* Document excerpt:
- Approval of congressional Republicans is up six points since October to 40%
- Congressional Democrats' approval now 35% vs. October reading of 38%
- Mitt Romney now viewed more favorably by Democrats than Republicans
WASHINGTON, D.C. -- More Americans approve of the job congressional Republicans are doing than of congressional Democrats' performance -- 40% vs. 35%. The rating for Republicans in Congress has risen six percentage points since late October, before the impeachment of President Donald Trump in the U.S. House of Representatives. Over the same period, congressional Democrats' approval rating has edged down three points and disapproval has climbed five points, from 57% to 62%.
In general, congressional Democrats have historically had slightly higher job approval ratings than congressional Republicans. The average approval rating since 1999, when Gallup began periodically tracking both, is 41% for the Democrats in Congress and 35% for the Republicans in Congress. Yet, Republicans have edged out Democrats a number of times over the 21-year trend.
The latest readings for these measures, from a Feb. 17-28 poll, are Gallup's first since the Dec. 18 impeachment of Trump in the U.S. House of Representatives and his subsequent acquittal in the U.S. Senate on Feb. 5. The votes in the House and Senate broke largely along party lines, with only a few exceptions. This split is similarly reflected in rank-and-file partisans' approval ratings of Republicans and Democrats in Congress.
Although majorities of Republicans and Republican-leaning independents, as well as Democrats and Democratic-leaning independents, approve of the job their own party's members of Congress are doing, there is a significant difference between the two groups. Republicans' approval of congressional Republicans has jumped 13 points to 76% since October, but Democrats' 65% approval of congressional Democrats is virtually unchanged from October.
Republicans' and Republican leaners' more positive evaluations of their own party's congressional caucus are the major reason Republicans in Congress receive higher ratings than Democrats in Congress overall.

* Problem statement:
Continue the Gallup report on approval of congressional Republicans and Democrats from its last sentence.

* Dataset content:
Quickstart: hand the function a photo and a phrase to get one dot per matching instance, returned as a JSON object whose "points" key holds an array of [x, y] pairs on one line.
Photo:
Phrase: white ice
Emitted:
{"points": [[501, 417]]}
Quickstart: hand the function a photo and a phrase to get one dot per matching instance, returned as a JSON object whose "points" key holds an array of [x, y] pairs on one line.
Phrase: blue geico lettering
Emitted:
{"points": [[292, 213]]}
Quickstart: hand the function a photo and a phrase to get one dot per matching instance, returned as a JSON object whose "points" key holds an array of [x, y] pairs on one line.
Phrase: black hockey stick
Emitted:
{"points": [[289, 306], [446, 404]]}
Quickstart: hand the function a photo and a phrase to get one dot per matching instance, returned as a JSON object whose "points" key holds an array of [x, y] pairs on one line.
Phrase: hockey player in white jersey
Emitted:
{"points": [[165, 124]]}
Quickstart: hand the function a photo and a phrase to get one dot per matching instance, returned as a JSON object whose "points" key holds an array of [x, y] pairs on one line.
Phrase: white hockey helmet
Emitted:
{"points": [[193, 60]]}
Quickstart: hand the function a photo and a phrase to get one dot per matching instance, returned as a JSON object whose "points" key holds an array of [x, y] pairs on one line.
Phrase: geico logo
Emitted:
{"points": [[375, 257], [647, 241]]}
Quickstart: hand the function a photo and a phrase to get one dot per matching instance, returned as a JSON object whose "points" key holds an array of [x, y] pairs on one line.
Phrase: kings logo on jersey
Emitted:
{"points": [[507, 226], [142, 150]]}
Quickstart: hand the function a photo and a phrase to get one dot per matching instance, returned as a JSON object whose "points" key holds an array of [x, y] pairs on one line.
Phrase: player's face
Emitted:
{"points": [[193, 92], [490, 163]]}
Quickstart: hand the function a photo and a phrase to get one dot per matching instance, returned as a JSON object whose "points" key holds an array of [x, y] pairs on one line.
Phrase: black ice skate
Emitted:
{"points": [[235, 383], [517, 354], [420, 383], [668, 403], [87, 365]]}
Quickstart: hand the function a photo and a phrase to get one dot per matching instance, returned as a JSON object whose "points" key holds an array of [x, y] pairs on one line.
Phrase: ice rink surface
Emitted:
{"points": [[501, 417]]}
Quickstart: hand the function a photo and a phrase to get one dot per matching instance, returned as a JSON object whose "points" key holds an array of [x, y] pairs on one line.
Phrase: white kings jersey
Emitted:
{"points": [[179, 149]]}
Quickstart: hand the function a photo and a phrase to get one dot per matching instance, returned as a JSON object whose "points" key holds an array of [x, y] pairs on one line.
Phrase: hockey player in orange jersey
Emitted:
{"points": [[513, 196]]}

* Answer to this problem:
|October 2019||February 2020||Change|
|% Approve||% Approve||pct. pts.|
|Republicans in Congress|
|Democrats in Congress|
Just as the public's assessments of congressional Republicans appear to have benefited from Trump's impeachment, so too has Trump. In January and February, the president's job approval rating rose to his personal best of 49%; it remains elevated from where it was before his impeachment. Likewise, Trump's favorability rating, which was 41% in October, reached 48% in January and is currently 46%, including 89% favorable among Republicans and Republican-leaning independents.
McConnell's Favorability Rating Up After Impeachment
Just as job approval for President Trump and the Republicans in Congress has risen, Senate Majority Leader Mitch McConnell's image has also improved after impeachment. McConnell's favorability rating has increased by six points since October to 33% now, because of a 15-point jump to 62% among Republicans and Republican-leaning independents. There has been no meaningful change in McConnell's unfavorable rating (48%) since October.
Although, on a relative basis, McConnell's favorability is not particularly high, it is his highest rating since Gallup's first reading in 2010, and it is well above his personal low of 18% in 2015, the year he became the majority leader.
House Speaker Nancy Pelosi's 39% favorability is roughly the same as it was in October, but her unfavorable rating has climbed -- from 50% in October to 55% now -- and nearly matches her highest unfavorable of 56% that came just before the 2010 midterm elections in which Republicans regained control of the House. She receives a 71% favorable rating from her party's base.
Senate Minority Leader Chuck Schumer's current favorable, 31%, is in line with all of Gallup's readings for him since 2017, but his 46% unfavorable rating is his highest of five measurements (though similar to the 44% from June 2018). Fifty-eight percent of Democrats and Democratic leaners view him favorably. Although he was not included in the October 2019 Gallup poll, his latest favorability is roughly in line with a reading from January 2019.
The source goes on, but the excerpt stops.